━━ ARTIGO
Depois de quilómetros no teleférico, sobrevoando águas e floresta, avistamos a estátua do Tian Tan Buda, também conhecido como o Grande Buda. Para se chegar lá, é preciso subir uma enorme escadaria. A recompensa é ficar frente a frente com uma estátua de bronze de 34 metros e, em todas as direções, ter uma paisagem até à linha do horizonte.
A estátua é recente, foi colocada no topo daquela colina da ilha de Lantau em 1993. Pertence ao mosteiro de Po Lin, que tem uma história mais longa, data do início do século xx. Para além dos visitantes que atrai, este é também um dos mais importantes centros religiosos de Hong Kong. Seja qual for o motivo da visita, é certo que se passará pelo restaurante vegetariano do mosteiro e, por um preço económico, há a possibilidade de experimentar uma refeição. Da mesma maneira, depois, vale a pena passar pela venda de sobremesas do templo.
Todos os dias, às 20h, decorre o espetáculo Sinfonia das Luzes. Os edifícios mais importantes iluminam-se ao som da música.
Há também uma vista deslumbrante para contemplar no topo do monte a que, localmente, se chama The Peak. Também chamado Pico Victória ou Monte Austin, essa varanda sobre Hong Kong mostra a península de Kowloon, do outro lado, a sua frente marítima e muitos dos edifícios subsequentes. Aos nossos pés, toda a área da Central.
Sabe bem essa oportunidade de olhar a cidade de cima, com uma mistura de melancolia e de ternura por toda a gente que, lá em baixo, parece tão pequenina, ínfima, fechada nas suas ilusões.
As possibilidades de sair à noite em Hong Kong são vastas e dependem muito daquilo que cada um procura. Ainda assim, o SoHo pode ser a opção consensual para um grupo heterogéneo. Neste caso, o nome nasce do facto de se tratar de um bairro a sul da Hollywood Road. Com uma enorme escada rolante, lanços consecutivos que parecem não terminar, chegamos a ruas de bares em todas as portas, restaurantes sofisticados com comida de todo o mundo. Há sempre gente mas é nas noites mais animadas da semana que toda esta rede de ruas, estes quarteirões, se enchem, engarrafamentos de homens e mulheres.
━━━━
## INSTRUÇÕES DA TAREFA:
Indique em que ano, segundo o artigo sobre Hong Kong, a estátua do Tian Tan Buda foi colocada no topo da colina da ilha de Lantau.
━━ DADOS FORNECIDOS
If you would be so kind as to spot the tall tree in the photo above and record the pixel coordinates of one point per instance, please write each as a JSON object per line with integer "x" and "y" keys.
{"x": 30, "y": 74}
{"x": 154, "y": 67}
━━━━
## RESPOSTA AO EXERCÍCIO:
A estátua foi colocada em 1993.